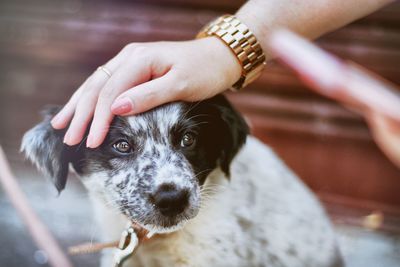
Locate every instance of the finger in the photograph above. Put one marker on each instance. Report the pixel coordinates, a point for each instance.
(64, 116)
(85, 108)
(147, 96)
(386, 133)
(83, 114)
(127, 75)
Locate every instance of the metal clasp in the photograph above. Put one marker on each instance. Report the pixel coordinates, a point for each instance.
(126, 246)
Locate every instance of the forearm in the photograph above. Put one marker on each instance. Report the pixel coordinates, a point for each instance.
(310, 19)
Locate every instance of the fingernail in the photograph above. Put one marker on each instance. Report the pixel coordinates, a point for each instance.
(66, 138)
(89, 142)
(122, 106)
(309, 61)
(55, 120)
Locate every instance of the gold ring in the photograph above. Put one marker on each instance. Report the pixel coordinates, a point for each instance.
(105, 70)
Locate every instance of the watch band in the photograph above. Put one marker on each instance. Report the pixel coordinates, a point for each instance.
(242, 42)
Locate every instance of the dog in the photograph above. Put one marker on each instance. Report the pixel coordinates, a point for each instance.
(191, 173)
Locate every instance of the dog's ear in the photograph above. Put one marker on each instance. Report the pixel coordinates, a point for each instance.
(44, 146)
(231, 130)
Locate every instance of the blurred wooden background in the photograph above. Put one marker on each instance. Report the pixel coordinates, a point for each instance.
(47, 49)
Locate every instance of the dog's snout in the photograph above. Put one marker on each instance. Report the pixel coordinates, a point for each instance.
(169, 200)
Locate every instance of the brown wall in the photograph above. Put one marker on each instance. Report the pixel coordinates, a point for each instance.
(47, 48)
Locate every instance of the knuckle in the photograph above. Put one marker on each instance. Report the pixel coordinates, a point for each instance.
(180, 85)
(107, 93)
(141, 52)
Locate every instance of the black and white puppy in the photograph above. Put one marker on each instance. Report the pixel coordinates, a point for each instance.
(192, 173)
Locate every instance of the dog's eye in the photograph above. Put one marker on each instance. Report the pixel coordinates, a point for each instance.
(122, 147)
(188, 140)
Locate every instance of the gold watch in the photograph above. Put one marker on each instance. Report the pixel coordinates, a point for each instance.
(242, 43)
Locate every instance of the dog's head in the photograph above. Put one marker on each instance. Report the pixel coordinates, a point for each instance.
(151, 166)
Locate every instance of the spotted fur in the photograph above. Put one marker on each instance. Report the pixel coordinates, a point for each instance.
(262, 215)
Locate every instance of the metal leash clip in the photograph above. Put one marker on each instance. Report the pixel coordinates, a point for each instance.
(127, 244)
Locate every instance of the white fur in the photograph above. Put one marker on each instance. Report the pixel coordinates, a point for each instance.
(264, 216)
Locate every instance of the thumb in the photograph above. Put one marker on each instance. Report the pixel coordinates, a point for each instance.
(146, 96)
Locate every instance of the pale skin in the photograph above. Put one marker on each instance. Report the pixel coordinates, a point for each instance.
(145, 75)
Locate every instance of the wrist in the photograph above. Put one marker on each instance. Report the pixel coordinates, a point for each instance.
(223, 60)
(242, 43)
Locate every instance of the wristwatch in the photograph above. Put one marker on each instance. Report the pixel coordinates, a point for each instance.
(242, 42)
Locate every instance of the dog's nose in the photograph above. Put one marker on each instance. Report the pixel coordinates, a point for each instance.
(169, 200)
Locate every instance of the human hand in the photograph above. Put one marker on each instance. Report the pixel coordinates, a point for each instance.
(377, 100)
(143, 76)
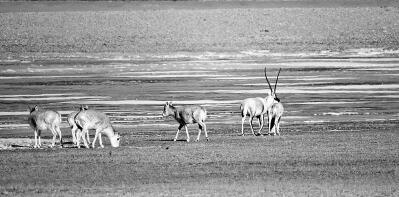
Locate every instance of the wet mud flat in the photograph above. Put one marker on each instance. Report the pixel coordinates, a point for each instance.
(339, 129)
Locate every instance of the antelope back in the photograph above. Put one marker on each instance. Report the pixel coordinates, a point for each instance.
(92, 119)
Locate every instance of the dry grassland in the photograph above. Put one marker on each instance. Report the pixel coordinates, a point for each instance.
(168, 30)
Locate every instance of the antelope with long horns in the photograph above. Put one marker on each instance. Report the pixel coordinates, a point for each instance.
(187, 115)
(41, 120)
(258, 107)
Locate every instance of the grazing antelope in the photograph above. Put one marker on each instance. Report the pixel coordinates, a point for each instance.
(72, 124)
(92, 119)
(187, 115)
(258, 107)
(275, 114)
(41, 120)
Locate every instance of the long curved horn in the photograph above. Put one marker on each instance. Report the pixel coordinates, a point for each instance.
(268, 82)
(275, 85)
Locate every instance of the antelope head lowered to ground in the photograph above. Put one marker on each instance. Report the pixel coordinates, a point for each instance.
(258, 107)
(72, 124)
(187, 115)
(41, 120)
(92, 119)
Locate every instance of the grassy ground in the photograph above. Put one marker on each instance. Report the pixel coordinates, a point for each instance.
(294, 164)
(172, 27)
(350, 149)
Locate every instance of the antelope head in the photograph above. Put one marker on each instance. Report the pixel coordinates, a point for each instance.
(272, 94)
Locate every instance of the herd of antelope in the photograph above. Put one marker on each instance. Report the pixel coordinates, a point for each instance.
(86, 119)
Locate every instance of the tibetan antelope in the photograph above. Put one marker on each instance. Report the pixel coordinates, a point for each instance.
(258, 107)
(72, 124)
(275, 114)
(92, 119)
(41, 120)
(187, 115)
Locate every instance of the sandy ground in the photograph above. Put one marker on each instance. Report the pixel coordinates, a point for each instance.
(339, 129)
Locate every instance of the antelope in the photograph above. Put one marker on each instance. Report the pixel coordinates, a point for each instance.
(92, 119)
(258, 107)
(275, 114)
(40, 120)
(72, 124)
(187, 115)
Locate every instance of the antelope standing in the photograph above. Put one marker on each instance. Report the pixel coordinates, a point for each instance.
(92, 119)
(275, 114)
(72, 124)
(257, 107)
(41, 120)
(187, 115)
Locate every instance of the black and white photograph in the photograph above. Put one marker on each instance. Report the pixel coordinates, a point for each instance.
(271, 98)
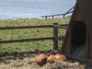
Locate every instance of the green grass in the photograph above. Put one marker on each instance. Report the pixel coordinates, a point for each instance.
(29, 33)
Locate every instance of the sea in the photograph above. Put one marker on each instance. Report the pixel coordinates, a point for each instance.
(14, 9)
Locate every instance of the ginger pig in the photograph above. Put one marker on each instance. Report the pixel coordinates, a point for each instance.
(41, 59)
(60, 57)
(50, 59)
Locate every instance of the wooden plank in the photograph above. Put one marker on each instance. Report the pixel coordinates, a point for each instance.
(30, 39)
(25, 27)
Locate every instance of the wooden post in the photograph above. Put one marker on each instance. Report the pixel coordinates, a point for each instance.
(55, 34)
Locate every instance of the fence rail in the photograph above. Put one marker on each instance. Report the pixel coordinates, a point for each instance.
(64, 14)
(55, 36)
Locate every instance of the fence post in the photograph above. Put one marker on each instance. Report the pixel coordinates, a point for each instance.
(55, 34)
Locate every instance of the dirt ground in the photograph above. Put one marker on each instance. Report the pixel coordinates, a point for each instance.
(27, 62)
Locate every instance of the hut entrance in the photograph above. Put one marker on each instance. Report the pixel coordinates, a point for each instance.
(78, 39)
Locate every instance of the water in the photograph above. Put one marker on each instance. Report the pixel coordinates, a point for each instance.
(13, 9)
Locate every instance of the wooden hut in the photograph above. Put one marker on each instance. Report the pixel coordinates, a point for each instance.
(79, 32)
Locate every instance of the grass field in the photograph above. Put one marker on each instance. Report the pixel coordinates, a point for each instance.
(29, 33)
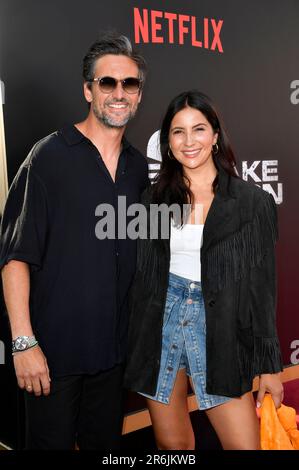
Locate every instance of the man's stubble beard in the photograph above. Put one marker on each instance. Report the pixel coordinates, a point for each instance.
(108, 121)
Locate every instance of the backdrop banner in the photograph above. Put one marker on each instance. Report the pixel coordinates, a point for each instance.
(243, 54)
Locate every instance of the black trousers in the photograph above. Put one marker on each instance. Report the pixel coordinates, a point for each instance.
(86, 410)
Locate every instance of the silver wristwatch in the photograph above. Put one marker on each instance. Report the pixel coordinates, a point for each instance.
(21, 343)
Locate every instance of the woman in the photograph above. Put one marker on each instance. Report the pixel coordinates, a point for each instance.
(203, 298)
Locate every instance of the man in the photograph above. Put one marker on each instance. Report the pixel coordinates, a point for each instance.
(65, 289)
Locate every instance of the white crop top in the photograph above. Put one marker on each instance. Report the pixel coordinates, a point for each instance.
(185, 244)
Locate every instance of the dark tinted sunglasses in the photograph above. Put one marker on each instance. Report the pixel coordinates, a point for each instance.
(108, 84)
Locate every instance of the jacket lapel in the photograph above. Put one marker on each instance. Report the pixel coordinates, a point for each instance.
(221, 211)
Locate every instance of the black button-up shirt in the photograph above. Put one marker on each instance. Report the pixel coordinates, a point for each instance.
(79, 283)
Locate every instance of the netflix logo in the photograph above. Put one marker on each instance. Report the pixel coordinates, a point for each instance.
(153, 26)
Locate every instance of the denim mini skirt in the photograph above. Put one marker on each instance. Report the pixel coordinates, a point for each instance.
(184, 342)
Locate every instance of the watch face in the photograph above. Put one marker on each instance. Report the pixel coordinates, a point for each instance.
(21, 344)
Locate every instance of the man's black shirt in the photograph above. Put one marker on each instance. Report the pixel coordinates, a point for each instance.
(79, 283)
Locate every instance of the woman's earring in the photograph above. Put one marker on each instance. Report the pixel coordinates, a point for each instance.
(170, 155)
(217, 149)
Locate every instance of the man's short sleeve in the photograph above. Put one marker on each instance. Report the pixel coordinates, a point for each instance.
(25, 220)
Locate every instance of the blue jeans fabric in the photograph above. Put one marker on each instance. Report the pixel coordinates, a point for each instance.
(184, 342)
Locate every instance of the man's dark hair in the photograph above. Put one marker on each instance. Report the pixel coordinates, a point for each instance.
(112, 43)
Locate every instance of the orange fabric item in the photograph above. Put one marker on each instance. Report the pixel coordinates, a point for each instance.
(278, 426)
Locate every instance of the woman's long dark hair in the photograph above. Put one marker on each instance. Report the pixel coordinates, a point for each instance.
(171, 185)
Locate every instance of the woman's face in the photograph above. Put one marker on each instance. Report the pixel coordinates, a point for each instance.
(191, 138)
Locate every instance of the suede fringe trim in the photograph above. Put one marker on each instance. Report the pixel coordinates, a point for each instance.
(230, 259)
(265, 358)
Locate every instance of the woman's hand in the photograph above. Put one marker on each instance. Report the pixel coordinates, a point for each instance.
(270, 383)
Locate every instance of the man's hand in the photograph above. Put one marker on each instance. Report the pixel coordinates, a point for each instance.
(32, 371)
(270, 383)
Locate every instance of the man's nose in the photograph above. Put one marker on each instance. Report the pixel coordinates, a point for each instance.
(118, 92)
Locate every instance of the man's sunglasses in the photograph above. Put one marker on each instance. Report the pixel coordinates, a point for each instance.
(108, 84)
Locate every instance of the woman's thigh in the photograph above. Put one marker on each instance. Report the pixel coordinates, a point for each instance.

-------------------------

Activity: Would you give again, word for word, every line from the one with "Locate every instance of the man's sunglasses" through the final line of the listing above?

Written answer:
Locate every instance of the man's sunglasses in the photograph above. Put one marker on each instance. Report the pixel coordinates, a point for each instance.
(108, 84)
Locate every instance of the woman's thigh in the photograph above. Put one marker on each instance. Report the pixel coordinates, a point for each instance.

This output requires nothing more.